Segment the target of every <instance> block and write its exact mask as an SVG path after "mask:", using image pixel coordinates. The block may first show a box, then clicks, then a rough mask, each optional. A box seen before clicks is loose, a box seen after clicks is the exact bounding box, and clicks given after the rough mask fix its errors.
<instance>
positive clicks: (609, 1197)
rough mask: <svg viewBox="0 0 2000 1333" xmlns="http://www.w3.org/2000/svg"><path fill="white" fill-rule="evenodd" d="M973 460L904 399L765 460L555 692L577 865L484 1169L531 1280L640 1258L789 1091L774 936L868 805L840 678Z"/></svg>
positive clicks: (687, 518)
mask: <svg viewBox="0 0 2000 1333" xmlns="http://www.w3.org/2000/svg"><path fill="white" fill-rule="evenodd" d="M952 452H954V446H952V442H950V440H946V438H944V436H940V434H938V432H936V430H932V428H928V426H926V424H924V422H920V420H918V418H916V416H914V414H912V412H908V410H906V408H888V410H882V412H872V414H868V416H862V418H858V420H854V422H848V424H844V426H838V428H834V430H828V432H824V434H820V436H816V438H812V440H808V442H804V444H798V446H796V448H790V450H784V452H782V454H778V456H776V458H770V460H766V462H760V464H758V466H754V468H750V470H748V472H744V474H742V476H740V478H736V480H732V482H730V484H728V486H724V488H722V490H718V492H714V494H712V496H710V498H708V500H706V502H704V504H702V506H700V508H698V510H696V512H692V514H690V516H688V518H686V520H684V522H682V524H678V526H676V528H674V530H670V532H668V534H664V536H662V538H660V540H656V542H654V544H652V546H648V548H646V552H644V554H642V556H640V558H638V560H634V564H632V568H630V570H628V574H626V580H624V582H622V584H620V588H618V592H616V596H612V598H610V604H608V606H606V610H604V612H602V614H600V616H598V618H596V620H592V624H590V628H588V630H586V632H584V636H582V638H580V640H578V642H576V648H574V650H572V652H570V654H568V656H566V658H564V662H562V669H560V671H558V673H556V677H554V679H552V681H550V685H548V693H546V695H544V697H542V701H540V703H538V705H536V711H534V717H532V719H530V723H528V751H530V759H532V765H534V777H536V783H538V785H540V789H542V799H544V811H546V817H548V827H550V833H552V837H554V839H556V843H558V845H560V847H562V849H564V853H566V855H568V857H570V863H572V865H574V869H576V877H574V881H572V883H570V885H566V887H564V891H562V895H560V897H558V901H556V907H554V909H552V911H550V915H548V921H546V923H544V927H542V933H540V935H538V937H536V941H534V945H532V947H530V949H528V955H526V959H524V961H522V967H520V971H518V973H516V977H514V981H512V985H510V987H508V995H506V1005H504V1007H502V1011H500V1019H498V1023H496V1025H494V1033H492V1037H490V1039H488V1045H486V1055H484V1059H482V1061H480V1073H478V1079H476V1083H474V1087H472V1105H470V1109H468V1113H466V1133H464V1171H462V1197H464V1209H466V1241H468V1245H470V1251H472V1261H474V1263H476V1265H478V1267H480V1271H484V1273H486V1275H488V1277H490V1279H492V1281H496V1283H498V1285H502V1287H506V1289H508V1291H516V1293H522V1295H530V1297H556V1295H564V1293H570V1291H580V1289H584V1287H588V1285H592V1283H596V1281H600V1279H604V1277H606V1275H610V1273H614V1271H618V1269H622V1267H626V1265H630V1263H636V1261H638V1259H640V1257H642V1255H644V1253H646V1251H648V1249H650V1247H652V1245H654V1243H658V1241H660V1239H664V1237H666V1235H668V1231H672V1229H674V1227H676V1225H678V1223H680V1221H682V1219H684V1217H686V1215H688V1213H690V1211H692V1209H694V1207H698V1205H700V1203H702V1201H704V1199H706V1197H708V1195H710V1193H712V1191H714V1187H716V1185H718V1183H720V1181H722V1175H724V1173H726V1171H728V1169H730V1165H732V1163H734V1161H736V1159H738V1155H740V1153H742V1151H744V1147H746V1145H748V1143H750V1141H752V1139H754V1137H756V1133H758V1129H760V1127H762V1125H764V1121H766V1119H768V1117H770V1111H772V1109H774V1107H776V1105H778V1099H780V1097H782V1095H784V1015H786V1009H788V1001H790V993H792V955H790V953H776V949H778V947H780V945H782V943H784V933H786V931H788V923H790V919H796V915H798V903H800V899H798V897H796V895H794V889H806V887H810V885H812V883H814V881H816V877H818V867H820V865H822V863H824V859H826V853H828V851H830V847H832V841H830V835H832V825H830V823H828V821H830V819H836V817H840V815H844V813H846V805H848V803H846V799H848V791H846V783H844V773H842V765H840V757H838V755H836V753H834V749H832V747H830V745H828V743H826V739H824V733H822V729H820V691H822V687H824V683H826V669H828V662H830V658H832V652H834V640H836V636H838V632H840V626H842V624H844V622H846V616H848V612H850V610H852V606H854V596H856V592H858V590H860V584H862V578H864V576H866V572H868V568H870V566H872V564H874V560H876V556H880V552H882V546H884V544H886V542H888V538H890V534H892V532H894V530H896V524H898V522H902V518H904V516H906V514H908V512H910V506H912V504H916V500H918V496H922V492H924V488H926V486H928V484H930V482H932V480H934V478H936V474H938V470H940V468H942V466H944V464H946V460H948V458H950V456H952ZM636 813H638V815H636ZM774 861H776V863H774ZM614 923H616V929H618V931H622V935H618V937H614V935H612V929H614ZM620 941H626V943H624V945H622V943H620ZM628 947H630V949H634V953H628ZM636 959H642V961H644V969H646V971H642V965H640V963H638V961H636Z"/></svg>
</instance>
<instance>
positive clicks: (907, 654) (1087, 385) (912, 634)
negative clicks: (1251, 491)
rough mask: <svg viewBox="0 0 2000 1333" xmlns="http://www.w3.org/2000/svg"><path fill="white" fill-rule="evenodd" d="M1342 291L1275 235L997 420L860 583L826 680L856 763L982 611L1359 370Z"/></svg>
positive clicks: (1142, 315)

THE TASK:
Everything from the line containing "</instance>" to the last line of the entries above should be quoted exactly, and only that.

RESULT BELOW:
</instance>
<instance>
positive clicks: (907, 654) (1087, 385) (912, 634)
negative clicks: (1251, 491)
rough mask: <svg viewBox="0 0 2000 1333" xmlns="http://www.w3.org/2000/svg"><path fill="white" fill-rule="evenodd" d="M1342 291L1275 235L997 420L860 583L826 680L856 763L982 611L1359 370Z"/></svg>
positive clicks: (1142, 315)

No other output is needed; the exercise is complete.